ŹRÓDŁO:
----------
Tym, co zaskakuje, jest precyzja kierowania. Obawiałem się, że Phantom będzie się prowadził nieco lepiej od Queen Mary. Nic podobnego. Układ kierowniczy zapewnia wystarczającą kontrolę, choć pracuje w sposób - rzekłbym - jednostronny. Z jednej strony bezzwłocznie przekazuje na koła najdrobniejsze ruchy kierownicą, z drugiej cenzuruje niemal wszelkie płynące z drogi informacje. To połączenie, do którego trzeba przywyknąć. Wspomaganie - podobnie jak w Maybachu - jest przesadne. Ale i tak Rolls prowadzi się lepiej. Kolejny triumf przekładni zębatkowej nad kulkową.
----------
ZADANIE:
Do którego samochodu źródło porównuje Phantoma, gdy nazywa wspomaganie kierownicy przesadnym?
----------
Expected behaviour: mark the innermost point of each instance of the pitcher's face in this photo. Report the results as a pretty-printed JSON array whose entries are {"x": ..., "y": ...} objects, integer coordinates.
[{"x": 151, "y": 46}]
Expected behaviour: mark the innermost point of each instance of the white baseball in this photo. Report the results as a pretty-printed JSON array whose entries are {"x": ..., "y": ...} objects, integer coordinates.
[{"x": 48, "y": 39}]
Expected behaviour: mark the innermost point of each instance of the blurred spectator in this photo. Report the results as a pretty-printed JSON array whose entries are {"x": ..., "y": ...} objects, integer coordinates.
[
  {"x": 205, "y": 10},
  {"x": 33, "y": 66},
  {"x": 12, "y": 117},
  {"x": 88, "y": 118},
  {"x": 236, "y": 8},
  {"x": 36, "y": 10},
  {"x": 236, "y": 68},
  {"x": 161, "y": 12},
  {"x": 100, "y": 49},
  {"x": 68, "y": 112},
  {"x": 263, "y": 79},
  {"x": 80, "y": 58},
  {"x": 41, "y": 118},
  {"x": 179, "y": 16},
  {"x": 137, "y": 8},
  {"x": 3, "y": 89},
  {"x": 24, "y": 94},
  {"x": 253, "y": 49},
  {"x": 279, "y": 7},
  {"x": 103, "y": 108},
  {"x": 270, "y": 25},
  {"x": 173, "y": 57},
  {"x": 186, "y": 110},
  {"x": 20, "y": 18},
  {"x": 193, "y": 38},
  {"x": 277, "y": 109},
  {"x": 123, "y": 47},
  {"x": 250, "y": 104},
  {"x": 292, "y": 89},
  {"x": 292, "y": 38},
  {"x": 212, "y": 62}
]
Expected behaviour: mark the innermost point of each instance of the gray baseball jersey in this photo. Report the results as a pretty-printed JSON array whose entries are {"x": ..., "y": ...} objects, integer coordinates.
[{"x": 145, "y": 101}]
----------
ROZWIĄZANIE:
Do Maybacha.